Selected passage.
-- Opening Marker --

Highsmith v. State

MANN, Judge.

Highsmith filed in the trial court an “Appeal for Justice” which the trial judge properly considered as a notice of appeal. In it he asserts that he did not and could not get justice in the court at Tampa because he is black. We have examined the record with care and find this contention groundless.

Highsmith was indicted on two counts of murder in the first degree. He was sixteen, and the charge was based on two instances in which a group of which he was a part committed armed robbery in the course of which the victims were killed. Even an unintentional killing in the course of robbery is murder in the first degree. Fla.Stat. § 782.04(3) (1969), F.S.A. And one who aids and abets the robber who kills is guilty in the same degree. Fla.Stat. § 776.011 (1969), F.S.A. So the fact that another man fired the fatal shots is immaterial.

-- Closing Marker --

Exercise instructions.
• 1. Answer these questions about the Highsmith v. State opinion:
(a) What did Highsmith file in the trial court, and how did the trial judge treat it?
(b) How old was Highsmith at the time of the charges?
(c) Which statute does the opinion cite for holding one who aids and abets the robber guilty in the same degree?
• 2. In the Highsmith v. State opinion, condense the paragraph beginning "Highsmith was indicted on two counts" into a short list that keeps its main facts.
• 3. Write the next part of the Highsmith v. State opinion, picking up after its last sentence.
The material placed after this sentence was taken from a separate source.

Stored data entries:
-- Opening Marker --

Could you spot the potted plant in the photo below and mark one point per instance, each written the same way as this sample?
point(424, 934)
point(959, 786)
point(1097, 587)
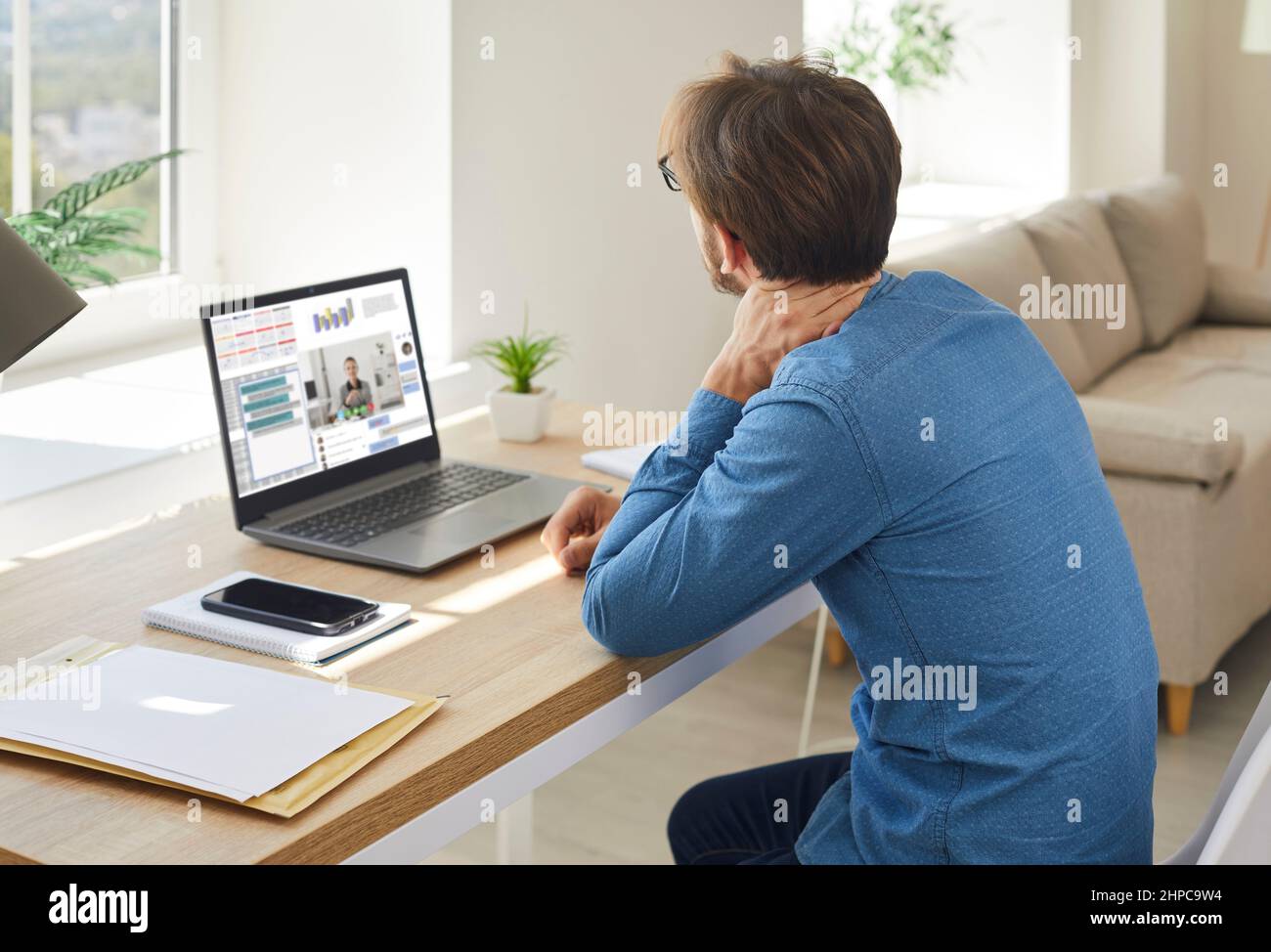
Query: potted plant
point(519, 410)
point(909, 51)
point(70, 238)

-- Closing Marker --

Answers to each task.
• 1.
(a) He filed an "Appeal for Justice," which the trial judge properly considered as a notice of appeal.
(b) He was sixteen.
(c) Fla.Stat. § 776.011 (1969), F.S.A.

• 2.
- Highsmith, age sixteen, was indicted on two counts of first-degree murder.
- The charges arose from two armed robberies by a group that included him, in which the victims were killed.
- Under Fla.Stat. § 782.04(3), even an unintentional killing during a robbery is first-degree murder.
- Under Fla.Stat. § 776.011, one who aids and abets the robber who kills is guilty in the same degree.
- Therefore, it does not matter that another man fired the fatal shots.

• 3.
Highsmith, perhaps because of his age, was allowed to plead guilty to murder in the third degree. His plea was accepted only after patient judges had determined its voluntariness. Highsmith was furnished counsel at public expense. They pursued the case with vigor, discovering the extent of the state’s evidence against Highsmith. The record shows a knowing and intelligent plea to these charges. The state’s willingness to accept conviction of a lesser offense was to Highsmith’s benefit, *295so that he need not face either the electric chair or life imprisonment. This record is free of error, and the convictions are

Affirmed.

PIERCE, C. J., and LILES, J., concur.